(Records)

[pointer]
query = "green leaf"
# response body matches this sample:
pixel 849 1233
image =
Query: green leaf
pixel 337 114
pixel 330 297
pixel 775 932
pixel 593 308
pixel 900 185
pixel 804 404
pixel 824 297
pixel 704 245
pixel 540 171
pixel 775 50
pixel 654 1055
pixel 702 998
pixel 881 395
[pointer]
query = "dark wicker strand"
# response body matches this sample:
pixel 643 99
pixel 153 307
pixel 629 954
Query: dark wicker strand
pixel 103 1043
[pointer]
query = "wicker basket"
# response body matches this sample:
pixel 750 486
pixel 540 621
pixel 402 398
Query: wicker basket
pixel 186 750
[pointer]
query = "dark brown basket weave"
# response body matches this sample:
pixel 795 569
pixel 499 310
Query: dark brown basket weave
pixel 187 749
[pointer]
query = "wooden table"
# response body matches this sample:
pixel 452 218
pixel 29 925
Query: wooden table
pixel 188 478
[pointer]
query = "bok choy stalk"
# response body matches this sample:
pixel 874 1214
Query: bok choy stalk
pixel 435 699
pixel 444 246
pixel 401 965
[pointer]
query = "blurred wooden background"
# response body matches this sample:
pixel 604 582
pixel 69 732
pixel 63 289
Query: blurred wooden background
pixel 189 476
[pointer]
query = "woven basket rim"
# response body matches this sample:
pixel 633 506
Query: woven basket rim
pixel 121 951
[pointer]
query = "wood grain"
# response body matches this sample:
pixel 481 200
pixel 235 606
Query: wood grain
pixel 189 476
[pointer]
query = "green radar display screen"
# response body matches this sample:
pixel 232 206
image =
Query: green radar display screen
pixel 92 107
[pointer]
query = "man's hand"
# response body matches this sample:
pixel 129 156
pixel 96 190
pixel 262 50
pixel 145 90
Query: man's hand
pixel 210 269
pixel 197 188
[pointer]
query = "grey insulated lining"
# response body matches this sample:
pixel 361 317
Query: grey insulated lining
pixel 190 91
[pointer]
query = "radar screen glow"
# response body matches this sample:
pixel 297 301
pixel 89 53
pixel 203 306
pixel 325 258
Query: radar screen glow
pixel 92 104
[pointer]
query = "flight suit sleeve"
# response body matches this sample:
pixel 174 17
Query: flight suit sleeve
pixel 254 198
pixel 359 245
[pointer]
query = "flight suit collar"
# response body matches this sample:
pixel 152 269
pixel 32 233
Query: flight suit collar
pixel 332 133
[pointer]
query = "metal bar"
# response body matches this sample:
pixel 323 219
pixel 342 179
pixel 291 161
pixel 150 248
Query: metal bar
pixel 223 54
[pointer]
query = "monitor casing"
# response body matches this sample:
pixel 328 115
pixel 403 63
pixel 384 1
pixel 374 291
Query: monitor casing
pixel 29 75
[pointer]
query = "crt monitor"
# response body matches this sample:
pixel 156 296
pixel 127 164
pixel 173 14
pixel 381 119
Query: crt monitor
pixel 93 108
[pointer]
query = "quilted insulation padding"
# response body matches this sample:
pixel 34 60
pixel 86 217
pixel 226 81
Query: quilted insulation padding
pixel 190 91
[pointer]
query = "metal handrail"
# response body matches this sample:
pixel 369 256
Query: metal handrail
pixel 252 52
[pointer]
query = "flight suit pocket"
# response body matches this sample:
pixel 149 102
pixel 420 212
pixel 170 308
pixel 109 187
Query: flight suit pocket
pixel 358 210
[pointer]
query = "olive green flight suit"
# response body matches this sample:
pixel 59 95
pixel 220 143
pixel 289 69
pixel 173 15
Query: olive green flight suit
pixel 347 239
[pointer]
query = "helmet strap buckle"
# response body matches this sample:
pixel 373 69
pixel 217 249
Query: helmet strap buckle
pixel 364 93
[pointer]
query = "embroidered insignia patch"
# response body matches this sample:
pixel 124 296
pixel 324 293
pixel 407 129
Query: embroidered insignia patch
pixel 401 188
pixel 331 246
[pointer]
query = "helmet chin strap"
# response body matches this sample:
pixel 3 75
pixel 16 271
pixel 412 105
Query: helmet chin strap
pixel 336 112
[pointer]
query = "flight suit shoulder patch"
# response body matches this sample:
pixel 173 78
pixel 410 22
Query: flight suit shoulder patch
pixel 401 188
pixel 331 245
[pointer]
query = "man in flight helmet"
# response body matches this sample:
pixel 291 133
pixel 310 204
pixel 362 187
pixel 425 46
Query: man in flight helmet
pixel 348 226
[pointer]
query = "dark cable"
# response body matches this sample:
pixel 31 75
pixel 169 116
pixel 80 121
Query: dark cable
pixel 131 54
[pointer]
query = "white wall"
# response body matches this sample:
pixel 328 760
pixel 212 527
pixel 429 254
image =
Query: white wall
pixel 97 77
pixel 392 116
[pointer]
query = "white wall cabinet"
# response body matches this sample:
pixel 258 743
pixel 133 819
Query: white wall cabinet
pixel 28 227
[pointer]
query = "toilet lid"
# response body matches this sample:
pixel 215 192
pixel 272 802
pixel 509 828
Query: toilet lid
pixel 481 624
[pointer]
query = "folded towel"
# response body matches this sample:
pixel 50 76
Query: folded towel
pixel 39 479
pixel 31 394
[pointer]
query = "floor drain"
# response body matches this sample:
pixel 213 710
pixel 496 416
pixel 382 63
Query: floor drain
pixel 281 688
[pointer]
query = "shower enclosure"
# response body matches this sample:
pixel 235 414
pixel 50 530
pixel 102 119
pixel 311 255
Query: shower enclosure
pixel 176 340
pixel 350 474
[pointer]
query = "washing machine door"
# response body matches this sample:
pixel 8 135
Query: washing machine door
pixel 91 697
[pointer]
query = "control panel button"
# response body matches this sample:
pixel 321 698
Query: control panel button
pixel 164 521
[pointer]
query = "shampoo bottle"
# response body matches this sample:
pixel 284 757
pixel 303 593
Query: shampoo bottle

Set task:
Give every line of the material above as a JSON list of strings, one string per line, leaving out any blank lines.

Response for this exercise:
[
  "[pointer]",
  "query = \"green leaf\"",
  "# response body matches this sample:",
  "pixel 849 1233",
  "image =",
  "Query: green leaf",
  "pixel 337 114",
  "pixel 330 297",
  "pixel 775 932",
  "pixel 593 308",
  "pixel 900 185",
  "pixel 804 404",
  "pixel 824 297",
  "pixel 704 245",
  "pixel 540 171",
  "pixel 775 50",
  "pixel 654 1055",
  "pixel 702 998",
  "pixel 881 395",
  "[pointer]",
  "query = \"dark wicker strand\"",
  "# response body matches this sample:",
  "pixel 643 99",
  "pixel 153 307",
  "pixel 629 954",
  "Query: dark wicker strand",
  "pixel 103 1043",
  "[pointer]",
  "query = \"wicker basket\"",
  "# response body matches this sample:",
  "pixel 750 486",
  "pixel 540 621",
  "pixel 402 398",
  "Query: wicker basket",
  "pixel 186 750",
  "[pointer]",
  "query = \"dark brown basket weave\"",
  "# response body matches this sample:",
  "pixel 795 569",
  "pixel 499 310",
  "Query: dark brown basket weave",
  "pixel 187 749",
  "[pointer]",
  "query = \"wooden table\"",
  "# response body matches this sample:",
  "pixel 452 218",
  "pixel 29 925",
  "Query: wooden table",
  "pixel 188 478",
  "[pointer]",
  "query = \"bok choy stalk\"",
  "# response body matches this sample:",
  "pixel 874 1214",
  "Query: bok choy stalk",
  "pixel 435 699",
  "pixel 444 246",
  "pixel 401 965",
  "[pointer]",
  "query = \"blurred wooden background\"",
  "# response body matches this sample:",
  "pixel 604 582",
  "pixel 69 732",
  "pixel 63 289",
  "Query: blurred wooden background",
  "pixel 189 476",
  "[pointer]",
  "query = \"woven basket rim\"",
  "# response body matches this sample:",
  "pixel 633 506",
  "Query: woven basket rim",
  "pixel 121 951",
  "[pointer]",
  "query = \"wood grain\"",
  "# response body matches this sample:",
  "pixel 481 200",
  "pixel 235 606",
  "Query: wood grain",
  "pixel 189 476",
  "[pointer]",
  "query = \"green radar display screen\"",
  "# response body matches this sample:",
  "pixel 232 206",
  "image =",
  "Query: green radar display screen",
  "pixel 92 107",
  "[pointer]",
  "query = \"man's hand\"",
  "# response body matches this sample:",
  "pixel 129 156",
  "pixel 96 190",
  "pixel 262 50",
  "pixel 145 90",
  "Query: man's hand",
  "pixel 210 269",
  "pixel 197 188",
  "[pointer]",
  "query = \"grey insulated lining\"",
  "# response body matches this sample:",
  "pixel 361 317",
  "Query: grey insulated lining",
  "pixel 190 91",
  "[pointer]",
  "query = \"radar screen glow\"",
  "# response body matches this sample:",
  "pixel 297 301",
  "pixel 89 53",
  "pixel 203 306",
  "pixel 325 258",
  "Query: radar screen glow",
  "pixel 92 104",
  "[pointer]",
  "query = \"flight suit sleeve\"",
  "# response body matches this sample:",
  "pixel 174 17",
  "Query: flight suit sleeve",
  "pixel 254 198",
  "pixel 359 245",
  "[pointer]",
  "query = \"flight suit collar\"",
  "# response body matches this sample:",
  "pixel 152 269",
  "pixel 32 233",
  "Query: flight suit collar",
  "pixel 332 133",
  "[pointer]",
  "query = \"metal bar\"",
  "# response body matches this sample:",
  "pixel 323 219",
  "pixel 342 179",
  "pixel 291 161",
  "pixel 150 248",
  "Query: metal bar",
  "pixel 223 54",
  "[pointer]",
  "query = \"monitor casing\"",
  "# response body matches this sample:",
  "pixel 328 115",
  "pixel 403 63",
  "pixel 384 1",
  "pixel 374 291",
  "Query: monitor casing",
  "pixel 29 75",
  "[pointer]",
  "query = \"crt monitor\"",
  "# response body matches this sample:",
  "pixel 156 296",
  "pixel 127 164",
  "pixel 173 14",
  "pixel 381 119",
  "Query: crt monitor",
  "pixel 93 108",
  "[pointer]",
  "query = \"quilted insulation padding\"",
  "# response body matches this sample:",
  "pixel 34 60",
  "pixel 86 217",
  "pixel 226 81",
  "Query: quilted insulation padding",
  "pixel 190 91",
  "[pointer]",
  "query = \"metal handrail\"",
  "# response body matches this sample:",
  "pixel 369 256",
  "Query: metal handrail",
  "pixel 252 52",
  "[pointer]",
  "query = \"flight suit pocket\"",
  "# response body matches this sample:",
  "pixel 149 102",
  "pixel 420 212",
  "pixel 170 308",
  "pixel 109 187",
  "Query: flight suit pocket",
  "pixel 358 210",
  "[pointer]",
  "query = \"olive green flight suit\"",
  "# response body matches this sample:",
  "pixel 59 95",
  "pixel 220 143",
  "pixel 289 69",
  "pixel 173 15",
  "Query: olive green flight suit",
  "pixel 347 239",
  "[pointer]",
  "query = \"helmet strap buckle\"",
  "# response body matches this sample:",
  "pixel 373 69",
  "pixel 217 249",
  "Query: helmet strap buckle",
  "pixel 364 93",
  "[pointer]",
  "query = \"embroidered insignia patch\"",
  "# response body matches this sample:",
  "pixel 124 296",
  "pixel 324 293",
  "pixel 407 129",
  "Query: embroidered insignia patch",
  "pixel 401 188",
  "pixel 331 246",
  "[pointer]",
  "query = \"helmet chin strap\"",
  "# response body matches this sample:",
  "pixel 3 75",
  "pixel 16 271",
  "pixel 412 105",
  "Query: helmet chin strap",
  "pixel 336 112",
  "[pointer]",
  "query = \"flight suit shoulder patch\"",
  "# response body matches this sample:",
  "pixel 173 78",
  "pixel 410 22",
  "Query: flight suit shoulder patch",
  "pixel 401 188",
  "pixel 331 245",
  "[pointer]",
  "query = \"man in flight helmet\"",
  "# response body matches this sample:",
  "pixel 291 133",
  "pixel 310 204",
  "pixel 362 187",
  "pixel 425 46",
  "Query: man in flight helmet",
  "pixel 348 226",
  "[pointer]",
  "query = \"dark cable\"",
  "# response body matches this sample:",
  "pixel 31 75",
  "pixel 169 116",
  "pixel 80 121",
  "Query: dark cable",
  "pixel 131 54",
  "[pointer]",
  "query = \"white wall\"",
  "# response body matches this sample:",
  "pixel 328 760",
  "pixel 212 527",
  "pixel 429 254",
  "image =",
  "Query: white wall",
  "pixel 97 77",
  "pixel 392 116",
  "[pointer]",
  "query = \"white wall cabinet\"",
  "# response body matches this sample:",
  "pixel 258 743",
  "pixel 133 819",
  "Query: white wall cabinet",
  "pixel 28 227",
  "[pointer]",
  "query = \"toilet lid\"",
  "# response body matches this sample:",
  "pixel 215 192",
  "pixel 272 802",
  "pixel 509 828",
  "Query: toilet lid",
  "pixel 481 624",
  "[pointer]",
  "query = \"folded towel\"",
  "# response body matches this sample:",
  "pixel 50 76",
  "Query: folded towel",
  "pixel 39 479",
  "pixel 31 394",
  "[pointer]",
  "query = \"floor drain\"",
  "# response body matches this sample:",
  "pixel 213 710",
  "pixel 496 416",
  "pixel 382 63",
  "Query: floor drain",
  "pixel 281 688",
  "[pointer]",
  "query = \"shower enclosure\"",
  "# response body matches this sample:",
  "pixel 235 414",
  "pixel 50 530",
  "pixel 102 119",
  "pixel 311 255",
  "Query: shower enclosure",
  "pixel 176 340",
  "pixel 350 474",
  "[pointer]",
  "query = \"washing machine door\"",
  "# response body matches this sample:",
  "pixel 8 135",
  "Query: washing machine door",
  "pixel 91 697",
  "[pointer]",
  "query = \"control panel button\"",
  "# response body matches this sample:",
  "pixel 321 698",
  "Query: control panel button",
  "pixel 164 521",
  "[pointer]",
  "query = \"shampoo bottle\"",
  "# response body matches this sample:",
  "pixel 284 757",
  "pixel 303 593",
  "Query: shampoo bottle"
]